On November 17, 1962 the lower court denied Estabillo’s petition for relief from judgment. He filed an amended notice of appeal dated November 23, 1962. As already noted at the beginning of this decision, he specified that he was appealing (a) from the order dated October 13, 1962, denying his motion to declare moot the writ of execution and order of demolition dated November 14, 1959 and (b) from the order dated November 17, 1962, denying his motion for relief from judgment.

In this appeal, Estabillo’s overlapping and repetitious contentions are that the trial court erred (1) in entertaining J.M. Tuason’s petition for the appointment of Villamayor as special sheriff in spite of the fact that no docketing fee was paid and the adverse parties were not served with copies thereof; (2) in declaring Estabillo in default and in rendering judgment although the court had no jurisdiction over him and over the subject matter of the action; (3) in not voiding all the proceedings in this case; (4) in not quashing the order of demolition; (5) in not dismissing the complaint; (6) in not granting relief from judgment and in not lifting the order of demolition; (7) in issuing an order to enforce the order of demolition; (8) in not granting Estabillo’s motion to lift the order of demolition and in not declaring moot the writ of execution and (9) in not granting Estabillo’s motion for reconsideration and relief from judgment.

It is not necessary to resolve all those contentions. The preliminary or threshold issue is whether Estabillo’s appeal from the orders of October 13, 1962 and November 17, 1962 were warranted.

We are of the opinion that Estabillo’s appeal from the order denying his motion to declare the writ of execution moot should be dismissed. That order was not appealable. Estabillo was in effect appealing from the writ of execution and order of demolition.

The rule is that a writ of execution is not appealable where there is no allegation that it has varied the tenor of the judgment. If it were appealable, then a case would never end for as often as an order of execution is issued, it would be appealed. (J.M. Tuason & Co., Inc. v. Jaramillo, Versoza and De la Cruz, L-18932-4, L-19024-35 and L-19036-44, 24 cases, September 30, 1963, 9 SCRA 189; Manaois-Salonga v. Natividad, 107 Phil. 268, 273; Molina v. De la Riva, 8 Phil. 569; Castro v. Surtida, 87 Phil. 166; Socco v. Vda. de Leary, 63 O.G. 6841, 12 SCRA 326).

It is noteworthy that in Estabillo v. Caluag, 3 Court of Appeals Reports 31, Estabillo assailed by means of certiorari and prohibition the lower court’s order of November 14, 1959, ordering the Sheriff of Quezon City to remove Estabillo’s house and to demolish the same, if necessary, on January 5, 1960.

The Court of Appeals in its decision dated January 5, 1963 dismissed the petition on the ground that the order of demolition was not appealable. Not being appealable, the Court of Appeals could not issue the writs of certiorari and prohibition in aid of its appellate jurisdiction. It had no such jurisdiction.

DATA LINES
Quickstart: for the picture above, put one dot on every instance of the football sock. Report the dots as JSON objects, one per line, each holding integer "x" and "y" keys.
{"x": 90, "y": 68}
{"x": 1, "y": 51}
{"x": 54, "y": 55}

THE REQUEST
Lift out of the court ruling, unchanged, the passage that starts at the words "It is not necessary" and ends after "1962 were warranted.". Answer from the court ruling alone and leave the listing aside.

SOLUTION TO THIS PROBLEM
It is not necessary to resolve all those contentions. The preliminary or threshold issue is whether Estabillo’s appeal from the orders of October 13, 1962 and November 17, 1962 were warranted.